作業指示 1: 下のデータ一覧にある行を、一つ残らずそのまま書き写してください。画像は回答に含めないこと。

原文抜粋:

────────

週刊ベースボールONLINE

週刊ベースボール60周年記念企画

東京スタジアム開場と、永田雅一のツキ/週べ1962年6月18日号【220】

 

 今年、創刊60周年を迎えた『週刊ベースボール』。現在1日に1冊ずつバックナンバーを紹介する連載を進行中。いつまで続くかは担当者の健康と気力、さらには読者の皆さんの反応次第。できれば末永く、お付き合いいただきたい。

新人研修制度導入決定


表紙は大洋・森徹


 今回は『1962年6月18日号』。定価は40円だ。開幕から2カ月だが、1958年の入団以来、常に球界の中心であった巨人長嶋茂雄の打率が2割7分前後とぱっとしない。

「このままでは、おそらくプロ野球生活で最低のシーズンになってしまう。そんなことは絶対にしない。シーズンはまだ3分の1が終わったばかりじゃないか。プロは1年1年が勝負だ。僕には来年という年はないんだよ」

────────

データ一覧:
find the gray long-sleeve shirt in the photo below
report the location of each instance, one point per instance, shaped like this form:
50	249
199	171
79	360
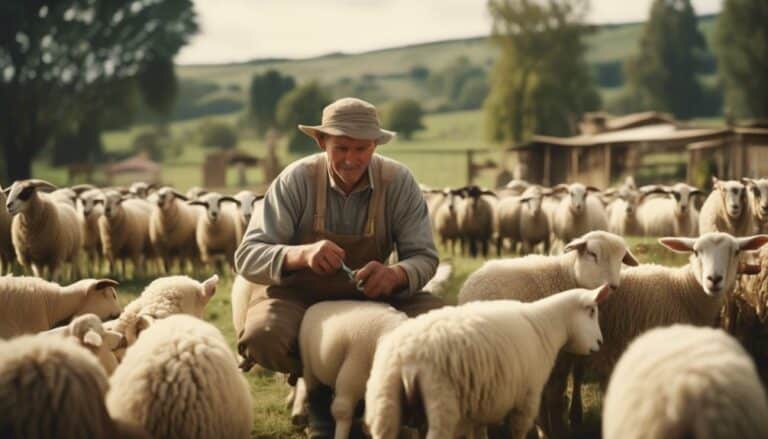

────────

作業指示 2: 上の原文抜粋から「週刊ベースボール60周年記念企画」で始まり「く、お付き合いいただきたい。」で終わる部分を抜き出し、「担当者」を「編集担当者」に置き換えて書き直してください。

完成回答 1:
find the gray long-sleeve shirt in the photo below
report the location of each instance, one point per instance, shaped like this form:
50	249
199	171
79	360

完成回答 2:
週刊ベースボール60周年記念企画

東京スタジアム開場と、永田雅一のツキ/週べ1962年6月18日号【220】

 

 今年、創刊60周年を迎えた『週刊ベースボール』。現在1日に1冊ずつバックナンバーを紹介する連載を進行中。いつまで続くかは編集担当者の健康と気力、さらには読者の皆さんの反応次第。できれば末永く、お付き合いいただきたい。